### EXCERPTED DATA
══════════════════════════════

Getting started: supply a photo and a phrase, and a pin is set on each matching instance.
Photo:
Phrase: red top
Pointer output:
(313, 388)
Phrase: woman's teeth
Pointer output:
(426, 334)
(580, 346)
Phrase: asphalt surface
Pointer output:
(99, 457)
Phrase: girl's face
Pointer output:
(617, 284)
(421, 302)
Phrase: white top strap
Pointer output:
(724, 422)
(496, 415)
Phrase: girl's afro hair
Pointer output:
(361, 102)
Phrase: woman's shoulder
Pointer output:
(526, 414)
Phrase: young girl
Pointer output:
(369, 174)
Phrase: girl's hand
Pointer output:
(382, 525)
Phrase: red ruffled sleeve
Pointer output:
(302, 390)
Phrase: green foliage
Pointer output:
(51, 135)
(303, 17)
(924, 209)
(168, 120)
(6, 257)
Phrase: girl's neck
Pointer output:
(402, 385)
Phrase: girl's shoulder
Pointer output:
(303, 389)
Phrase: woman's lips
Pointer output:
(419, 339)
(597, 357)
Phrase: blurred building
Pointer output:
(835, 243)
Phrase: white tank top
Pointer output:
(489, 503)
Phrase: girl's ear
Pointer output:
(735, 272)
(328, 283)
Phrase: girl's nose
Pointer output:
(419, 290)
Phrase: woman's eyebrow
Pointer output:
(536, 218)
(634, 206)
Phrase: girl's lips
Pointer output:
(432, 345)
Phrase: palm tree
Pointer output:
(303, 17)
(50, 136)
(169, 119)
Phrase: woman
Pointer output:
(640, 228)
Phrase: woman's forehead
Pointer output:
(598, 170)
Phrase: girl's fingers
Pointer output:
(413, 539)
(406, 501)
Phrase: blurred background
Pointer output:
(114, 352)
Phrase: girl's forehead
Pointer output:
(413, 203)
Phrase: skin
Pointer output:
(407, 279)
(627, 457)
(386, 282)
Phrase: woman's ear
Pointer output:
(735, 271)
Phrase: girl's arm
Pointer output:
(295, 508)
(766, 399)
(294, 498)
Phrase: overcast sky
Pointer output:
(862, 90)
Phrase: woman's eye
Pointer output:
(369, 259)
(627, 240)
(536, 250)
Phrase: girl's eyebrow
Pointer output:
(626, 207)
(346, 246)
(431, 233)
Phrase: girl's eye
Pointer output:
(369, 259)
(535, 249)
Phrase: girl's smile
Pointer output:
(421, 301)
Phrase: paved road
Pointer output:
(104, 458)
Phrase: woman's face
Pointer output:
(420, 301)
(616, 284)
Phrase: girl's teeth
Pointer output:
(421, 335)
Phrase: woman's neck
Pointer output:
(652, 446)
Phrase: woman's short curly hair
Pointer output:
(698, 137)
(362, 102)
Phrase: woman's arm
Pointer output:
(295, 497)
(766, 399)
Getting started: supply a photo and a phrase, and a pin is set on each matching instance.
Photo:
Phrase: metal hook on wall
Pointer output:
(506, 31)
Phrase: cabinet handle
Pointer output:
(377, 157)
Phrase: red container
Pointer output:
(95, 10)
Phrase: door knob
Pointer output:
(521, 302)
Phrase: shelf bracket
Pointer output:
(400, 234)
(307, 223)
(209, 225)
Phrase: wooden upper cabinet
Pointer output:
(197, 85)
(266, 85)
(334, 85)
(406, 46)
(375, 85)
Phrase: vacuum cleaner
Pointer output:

══════════════════════════════

### WHAT THE TASK REQUIRES
What lines in the listing above hold the string "lips"? List them.

### EXERCISE RESPONSE
Phrase: woman's lips
Phrase: girl's lips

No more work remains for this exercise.